EXTRAIT SOURCE:

————————

Alors, ils se voient investis d’une mission, celle de retourner sur leurs pas et de repartir jusqu’à Jérusalem, le lieu du départ de leur constat d’échec et de leur découragement. C’est là qu’ils vont retrouver leurs autres compagnons réunis, témoins, eux aussi, d’une autre expérience concernant l’apparition du Maître. Et c’est là qu’ils doivent proclamer la victoire de la résurrection. Il ne s’agit pas d’une parodie, d’un échec…, mais d’une victoire. Le Christ est réellement ressuscité, ils l’ont rencontré. Partis sur le chemin du désespoir, du découragement, ils repartent sur celui de l’espérance et de la victoire.

————————

DONNÉES FOURNIES:
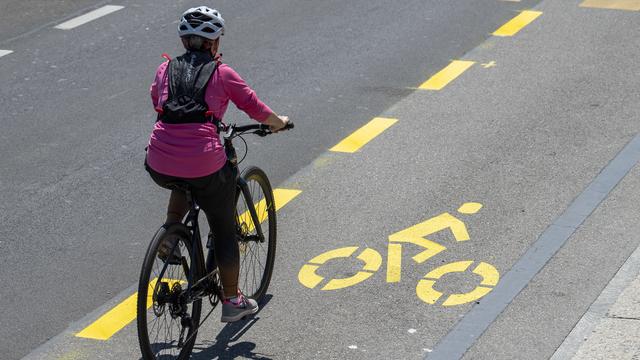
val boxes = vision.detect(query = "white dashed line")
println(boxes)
[55,5,124,30]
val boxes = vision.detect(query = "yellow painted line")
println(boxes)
[329,117,398,153]
[493,10,542,36]
[580,0,640,11]
[76,278,185,340]
[76,189,301,340]
[387,243,402,282]
[239,189,302,231]
[418,60,476,90]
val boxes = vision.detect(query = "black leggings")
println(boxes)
[145,162,240,297]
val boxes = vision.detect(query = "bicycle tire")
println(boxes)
[137,223,204,360]
[236,166,277,302]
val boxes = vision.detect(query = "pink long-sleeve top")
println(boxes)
[147,62,272,178]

————————

Selon l'extrait source, qu'est-ce qui doit être proclamé à Jérusalem ?

La victoire de la résurrection.